Or perhaps in a crumbling world desperate for moral clarity, fantasy is in the language we need. Describing climate activist Greta Thunberg’s voyage to New York City last month in New York, Max Read asked, ‘where would a schoolgirl prophet sailing from the frozen north to confront the kings and queens of a planet fit in to the high-tech noir I had been taught to expect?’ Or if not fantasy, then perhaps the language of horror is all that can describe a reality where school shootings are routine occurrences, white nationalists terrorize cities and climate apocalypse looms over everything.
In the 2010s, what was once called ‘escapist’ fiction has become the lens by which we process reality. We talk about mental health through BoJack Horseman (2014–ongoing), technology through Black Mirror (2011–ongoing) and sexism through The Handmaid’s Tale (2017–ongoing). During Game of Thrones’s run, magazines used a show about dragons to discuss contemporary gender roles, race, parenting, electoral politics, climate change, and everything else under the sun. Looking back at the Thrones content tsunami for The Outline, James Yeh noted this year that over 2,400 New York Times articles mention the show. For the record, that’s more than ‘Black Lives Matter’ (1,710), ‘Refugee Crisis’ (1,545), ‘Alexandria Ocasio-Cortez’ (1,039), ‘Brett Kavanaugh’ (1,036), ‘Climate Crisis’ (499) or ‘The Masked Singer’ (14) at the time of writing.

**Data shown:**
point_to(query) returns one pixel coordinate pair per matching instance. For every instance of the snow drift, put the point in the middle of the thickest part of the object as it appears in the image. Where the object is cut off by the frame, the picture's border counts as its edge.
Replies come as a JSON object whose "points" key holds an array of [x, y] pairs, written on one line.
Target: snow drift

**List of tasks:**
1. In the passage on escapist fiction, how many New York Times articles does James Yeh say mention Game of Thrones?
2. Pick up the passage on escapist fiction right after its last sentence and keep it going.
You won't need the listing for anything here.

**Task-by-task outputs:**
1. Over 2,400.

2.
While reality-based art may only ever be about its subject, a fictional world can be about everything. That’s perhaps what we crave when the issues we face are so complex, confusing and interconnected. And in a fragmented reality, where we each live in algorithmically curated bubbles, these fictional worlds may be the places we can all connect.
Life in the last decade was a daily assault of disjointed bits of ‘reality’ in posts, tweets, screencaps, and clips. Reality (or ‘reality’) was a chaotic avalanche. We didn’t hunger for this reality in our art. Instead, we were starved for narratives, ravenous for resolutions and arcs. In a decade of increasing chaotic reality, we fed ourselves with fiction.